[[ INPUT MATERIAL open ]]

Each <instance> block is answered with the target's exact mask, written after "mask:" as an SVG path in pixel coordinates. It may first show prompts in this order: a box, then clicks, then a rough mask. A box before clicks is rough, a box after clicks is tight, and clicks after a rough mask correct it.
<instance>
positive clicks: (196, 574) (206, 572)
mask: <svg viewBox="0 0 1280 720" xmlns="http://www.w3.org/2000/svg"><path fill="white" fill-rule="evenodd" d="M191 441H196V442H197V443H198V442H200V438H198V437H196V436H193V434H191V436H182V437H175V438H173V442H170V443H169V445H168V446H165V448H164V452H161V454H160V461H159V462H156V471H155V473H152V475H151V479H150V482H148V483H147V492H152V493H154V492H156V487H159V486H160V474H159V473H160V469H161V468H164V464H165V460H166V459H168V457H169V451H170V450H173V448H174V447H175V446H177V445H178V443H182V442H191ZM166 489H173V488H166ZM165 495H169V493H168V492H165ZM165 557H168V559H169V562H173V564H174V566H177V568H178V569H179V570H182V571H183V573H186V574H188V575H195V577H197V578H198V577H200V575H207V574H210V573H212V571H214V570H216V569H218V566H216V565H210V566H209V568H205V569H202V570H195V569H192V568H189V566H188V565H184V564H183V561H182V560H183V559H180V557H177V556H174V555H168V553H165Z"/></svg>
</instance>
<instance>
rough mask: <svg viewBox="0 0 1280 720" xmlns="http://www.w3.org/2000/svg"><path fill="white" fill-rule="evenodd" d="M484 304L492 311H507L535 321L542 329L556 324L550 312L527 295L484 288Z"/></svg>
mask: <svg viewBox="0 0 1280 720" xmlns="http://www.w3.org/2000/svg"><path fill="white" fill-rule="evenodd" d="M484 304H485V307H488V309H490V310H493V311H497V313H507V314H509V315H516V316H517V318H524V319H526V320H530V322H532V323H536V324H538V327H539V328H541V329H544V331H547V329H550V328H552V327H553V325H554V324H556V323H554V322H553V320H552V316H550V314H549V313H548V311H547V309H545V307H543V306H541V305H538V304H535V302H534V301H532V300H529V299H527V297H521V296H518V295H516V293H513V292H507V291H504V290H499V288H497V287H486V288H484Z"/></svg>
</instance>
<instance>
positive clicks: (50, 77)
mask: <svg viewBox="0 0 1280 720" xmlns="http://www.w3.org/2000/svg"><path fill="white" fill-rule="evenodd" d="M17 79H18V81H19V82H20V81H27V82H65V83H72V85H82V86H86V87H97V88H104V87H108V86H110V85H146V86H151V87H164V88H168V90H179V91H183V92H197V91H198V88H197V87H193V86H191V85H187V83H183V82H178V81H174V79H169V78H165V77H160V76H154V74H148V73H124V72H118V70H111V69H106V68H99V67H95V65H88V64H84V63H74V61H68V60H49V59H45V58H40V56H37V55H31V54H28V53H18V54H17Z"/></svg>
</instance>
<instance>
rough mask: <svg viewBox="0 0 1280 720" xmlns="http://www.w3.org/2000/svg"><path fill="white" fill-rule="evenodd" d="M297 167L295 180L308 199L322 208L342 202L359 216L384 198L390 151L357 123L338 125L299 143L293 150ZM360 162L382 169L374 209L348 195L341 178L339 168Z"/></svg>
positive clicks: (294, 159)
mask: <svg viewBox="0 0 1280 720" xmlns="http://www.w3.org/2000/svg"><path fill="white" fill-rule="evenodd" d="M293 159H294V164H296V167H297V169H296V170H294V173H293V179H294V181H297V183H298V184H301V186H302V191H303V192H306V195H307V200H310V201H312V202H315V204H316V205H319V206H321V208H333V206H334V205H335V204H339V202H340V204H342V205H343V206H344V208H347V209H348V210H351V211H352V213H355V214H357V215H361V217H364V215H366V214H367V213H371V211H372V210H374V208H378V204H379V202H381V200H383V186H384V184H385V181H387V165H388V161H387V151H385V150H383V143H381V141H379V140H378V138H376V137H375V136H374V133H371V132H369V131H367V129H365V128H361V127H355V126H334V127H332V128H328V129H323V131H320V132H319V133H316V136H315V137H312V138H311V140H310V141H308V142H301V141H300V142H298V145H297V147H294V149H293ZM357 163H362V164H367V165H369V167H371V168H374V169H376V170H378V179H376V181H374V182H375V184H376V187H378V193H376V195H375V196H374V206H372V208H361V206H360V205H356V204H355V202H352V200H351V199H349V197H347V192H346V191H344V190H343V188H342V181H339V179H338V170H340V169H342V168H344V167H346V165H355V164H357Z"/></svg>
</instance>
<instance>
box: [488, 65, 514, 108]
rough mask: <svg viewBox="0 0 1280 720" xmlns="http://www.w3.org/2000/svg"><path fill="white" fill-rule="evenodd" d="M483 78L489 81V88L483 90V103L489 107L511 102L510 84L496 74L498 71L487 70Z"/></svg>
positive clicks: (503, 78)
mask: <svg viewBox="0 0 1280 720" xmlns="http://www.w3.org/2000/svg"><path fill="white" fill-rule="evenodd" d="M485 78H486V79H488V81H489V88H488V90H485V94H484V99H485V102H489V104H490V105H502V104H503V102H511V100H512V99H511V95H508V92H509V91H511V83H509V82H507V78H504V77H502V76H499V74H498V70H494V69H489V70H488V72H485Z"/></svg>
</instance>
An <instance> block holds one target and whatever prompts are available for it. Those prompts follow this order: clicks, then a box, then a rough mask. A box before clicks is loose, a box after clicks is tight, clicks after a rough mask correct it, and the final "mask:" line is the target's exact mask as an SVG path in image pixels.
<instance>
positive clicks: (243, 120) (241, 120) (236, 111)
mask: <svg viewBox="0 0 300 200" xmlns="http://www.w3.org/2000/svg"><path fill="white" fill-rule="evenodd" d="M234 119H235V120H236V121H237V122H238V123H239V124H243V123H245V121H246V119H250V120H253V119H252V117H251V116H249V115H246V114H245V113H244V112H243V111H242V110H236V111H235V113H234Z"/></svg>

[[ INPUT MATERIAL closed ]]

Copy out every record above word for word, changing nothing.

• _SOLUTION FOR THIS PROBLEM_
Each <instance> block is answered with the target's exact mask, written after "mask:" as an SVG path in pixel coordinates. It may first show prompts in this order: a box, then clicks, then a rough mask. A box before clicks is rough, a box after clicks is tight, and clicks after a rough mask correct it.
<instance>
positive clicks: (196, 574) (206, 572)
mask: <svg viewBox="0 0 1280 720" xmlns="http://www.w3.org/2000/svg"><path fill="white" fill-rule="evenodd" d="M191 441H196V442H197V443H198V442H200V438H198V437H196V436H193V434H191V436H182V437H175V438H173V442H170V443H169V445H168V446H165V448H164V452H161V454H160V461H159V462H156V471H155V473H152V475H151V479H150V482H148V483H147V492H152V493H154V492H156V487H159V486H160V474H159V473H160V469H161V468H164V464H165V460H166V459H168V457H169V451H170V450H173V448H174V447H175V446H177V445H178V443H182V442H191ZM166 489H173V488H166ZM165 495H169V493H168V492H165ZM165 557H168V559H169V562H173V564H174V566H177V568H178V569H179V570H182V571H183V573H186V574H188V575H195V577H197V578H198V577H200V575H207V574H210V573H212V571H214V570H216V569H218V566H216V565H210V566H209V568H205V569H202V570H195V569H192V568H189V566H188V565H184V564H183V561H182V560H183V559H180V557H177V556H174V555H168V553H165Z"/></svg>
</instance>
<instance>
rough mask: <svg viewBox="0 0 1280 720" xmlns="http://www.w3.org/2000/svg"><path fill="white" fill-rule="evenodd" d="M484 304L492 311H507L535 321L542 329L556 324L550 312L527 295L484 288Z"/></svg>
mask: <svg viewBox="0 0 1280 720" xmlns="http://www.w3.org/2000/svg"><path fill="white" fill-rule="evenodd" d="M484 304H485V307H488V309H490V310H493V311H497V313H507V314H509V315H516V316H517V318H524V319H526V320H530V322H532V323H536V324H538V327H539V328H541V329H544V331H547V329H550V328H552V327H553V325H554V324H556V323H554V322H553V320H552V316H550V314H549V313H548V311H547V309H545V307H543V306H541V305H538V304H535V302H534V301H532V300H529V299H527V297H521V296H518V295H516V293H513V292H507V291H504V290H499V288H497V287H486V288H484Z"/></svg>
</instance>
<instance>
positive clicks: (50, 77)
mask: <svg viewBox="0 0 1280 720" xmlns="http://www.w3.org/2000/svg"><path fill="white" fill-rule="evenodd" d="M17 79H18V81H19V82H20V81H27V82H65V83H72V85H82V86H86V87H97V88H104V87H108V86H110V85H146V86H151V87H164V88H168V90H179V91H183V92H197V91H198V88H197V87H193V86H191V85H187V83H183V82H178V81H174V79H169V78H165V77H160V76H154V74H148V73H124V72H118V70H111V69H106V68H99V67H95V65H88V64H84V63H74V61H68V60H49V59H45V58H40V56H37V55H31V54H28V53H18V54H17Z"/></svg>
</instance>
<instance>
rough mask: <svg viewBox="0 0 1280 720" xmlns="http://www.w3.org/2000/svg"><path fill="white" fill-rule="evenodd" d="M297 167L295 180L308 199L322 208L342 202L359 216L384 198L390 151L357 123L338 125L299 143L293 150ZM360 162L382 169L374 209L348 195L341 178L339 168Z"/></svg>
positive clicks: (294, 159)
mask: <svg viewBox="0 0 1280 720" xmlns="http://www.w3.org/2000/svg"><path fill="white" fill-rule="evenodd" d="M293 159H294V164H296V167H297V169H296V170H294V173H293V179H294V181H297V183H298V184H301V186H302V191H303V192H306V195H307V200H310V201H312V202H315V204H316V205H319V206H321V208H333V206H334V205H335V204H339V202H340V204H342V205H343V206H344V208H347V209H348V210H351V211H352V213H355V214H357V215H361V217H364V215H366V214H367V213H371V211H372V210H374V208H378V204H379V202H381V200H383V186H384V184H385V181H387V165H388V161H387V151H385V150H383V143H381V141H379V140H378V138H376V137H375V136H374V133H371V132H369V131H367V129H365V128H361V127H355V126H334V127H332V128H328V129H323V131H320V132H319V133H316V136H315V137H312V138H311V140H310V141H308V142H301V141H300V142H298V145H297V147H294V149H293ZM357 163H362V164H367V165H369V167H371V168H374V169H376V170H378V179H376V181H374V182H375V184H376V187H378V193H376V195H375V196H374V206H372V208H361V206H360V205H356V204H355V202H352V200H351V199H349V197H347V192H346V191H344V190H343V188H342V181H339V179H338V170H340V169H342V168H344V167H346V165H355V164H357Z"/></svg>
</instance>
<instance>
box: [488, 65, 514, 108]
rough mask: <svg viewBox="0 0 1280 720" xmlns="http://www.w3.org/2000/svg"><path fill="white" fill-rule="evenodd" d="M483 78L489 81V88L483 90V103L489 107L511 102L510 84L496 74L498 71L487 70Z"/></svg>
positive clicks: (503, 78)
mask: <svg viewBox="0 0 1280 720" xmlns="http://www.w3.org/2000/svg"><path fill="white" fill-rule="evenodd" d="M485 78H486V79H488V81H489V88H488V90H485V94H484V99H485V102H489V104H490V105H502V104H503V102H511V100H512V99H511V95H508V92H509V91H511V83H509V82H507V78H504V77H502V76H499V74H498V70H494V69H489V70H488V72H485Z"/></svg>
</instance>
An <instance> block holds one target and whatever prompts are available for it. Those prompts follow this order: clicks, then a box, then a rough mask. A box before clicks is loose, a box after clicks is tight, clicks after a rough mask correct it, and the final "mask:" line is the target's exact mask as an SVG path in image pixels.
<instance>
positive clicks: (243, 120) (241, 120) (236, 111)
mask: <svg viewBox="0 0 300 200" xmlns="http://www.w3.org/2000/svg"><path fill="white" fill-rule="evenodd" d="M234 119H235V120H236V121H237V122H238V123H239V124H243V123H245V121H246V119H250V120H253V119H252V117H251V116H249V115H246V114H245V113H244V112H243V111H242V110H236V111H235V113H234Z"/></svg>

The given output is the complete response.